> _TASK PROMPT_
Can you locate each line in the listing below that contains the word "clicks" and copy those lines out?

> _PROVIDED RECORDS_
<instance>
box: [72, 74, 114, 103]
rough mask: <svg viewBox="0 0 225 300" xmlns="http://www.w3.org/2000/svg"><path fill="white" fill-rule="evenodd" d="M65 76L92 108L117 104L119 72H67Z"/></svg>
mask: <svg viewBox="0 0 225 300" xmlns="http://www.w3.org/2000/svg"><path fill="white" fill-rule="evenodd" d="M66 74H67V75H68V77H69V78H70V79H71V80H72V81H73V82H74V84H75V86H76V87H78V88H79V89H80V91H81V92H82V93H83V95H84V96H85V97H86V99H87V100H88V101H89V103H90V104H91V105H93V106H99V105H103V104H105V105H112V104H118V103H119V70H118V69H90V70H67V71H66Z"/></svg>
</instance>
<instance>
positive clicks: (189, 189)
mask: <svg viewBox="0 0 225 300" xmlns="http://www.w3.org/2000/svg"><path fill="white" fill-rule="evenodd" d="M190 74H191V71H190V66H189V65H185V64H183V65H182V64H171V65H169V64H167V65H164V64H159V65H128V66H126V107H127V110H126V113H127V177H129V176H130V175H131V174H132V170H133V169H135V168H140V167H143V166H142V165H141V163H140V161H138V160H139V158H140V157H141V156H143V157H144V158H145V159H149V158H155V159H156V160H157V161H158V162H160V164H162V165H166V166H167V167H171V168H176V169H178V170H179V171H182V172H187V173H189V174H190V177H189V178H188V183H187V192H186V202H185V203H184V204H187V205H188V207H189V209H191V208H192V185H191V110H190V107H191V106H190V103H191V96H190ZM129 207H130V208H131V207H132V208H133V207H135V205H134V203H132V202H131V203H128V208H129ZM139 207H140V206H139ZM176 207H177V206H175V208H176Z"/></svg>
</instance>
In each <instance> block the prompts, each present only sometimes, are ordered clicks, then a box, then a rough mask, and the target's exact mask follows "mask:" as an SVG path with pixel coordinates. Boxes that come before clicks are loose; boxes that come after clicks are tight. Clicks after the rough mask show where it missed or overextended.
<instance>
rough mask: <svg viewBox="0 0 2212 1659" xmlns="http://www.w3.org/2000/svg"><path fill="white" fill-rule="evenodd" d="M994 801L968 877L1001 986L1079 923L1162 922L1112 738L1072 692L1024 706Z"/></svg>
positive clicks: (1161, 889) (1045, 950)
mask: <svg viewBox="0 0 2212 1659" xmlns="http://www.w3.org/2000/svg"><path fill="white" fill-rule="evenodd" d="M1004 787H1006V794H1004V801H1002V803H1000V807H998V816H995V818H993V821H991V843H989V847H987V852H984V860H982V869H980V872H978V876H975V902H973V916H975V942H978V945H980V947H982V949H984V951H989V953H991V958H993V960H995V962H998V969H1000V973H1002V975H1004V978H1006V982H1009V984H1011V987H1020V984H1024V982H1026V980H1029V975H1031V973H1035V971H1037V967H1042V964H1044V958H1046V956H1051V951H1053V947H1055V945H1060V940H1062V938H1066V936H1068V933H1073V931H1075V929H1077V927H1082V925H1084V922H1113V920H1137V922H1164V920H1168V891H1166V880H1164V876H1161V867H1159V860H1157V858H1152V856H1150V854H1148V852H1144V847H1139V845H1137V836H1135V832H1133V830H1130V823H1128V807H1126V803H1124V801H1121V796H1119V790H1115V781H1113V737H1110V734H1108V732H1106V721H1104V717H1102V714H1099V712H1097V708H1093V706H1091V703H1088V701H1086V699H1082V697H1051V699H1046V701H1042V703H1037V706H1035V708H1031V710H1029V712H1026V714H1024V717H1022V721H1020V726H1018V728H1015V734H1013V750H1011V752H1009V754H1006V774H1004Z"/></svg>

> _RESULT OF THIS TASK_
positive clicks: (189, 189)
In each <instance> block the prompts, each present only sometimes, are ordered clicks, then a box, then a rough mask, and the target's exact mask follows "mask:" as an SVG path with pixel coordinates. Boxes that come before clicks are loose; boxes that come after clicks are tight. Clicks after the rough mask show where it missed or overextended.
positive clicks: (1161, 889) (1045, 950)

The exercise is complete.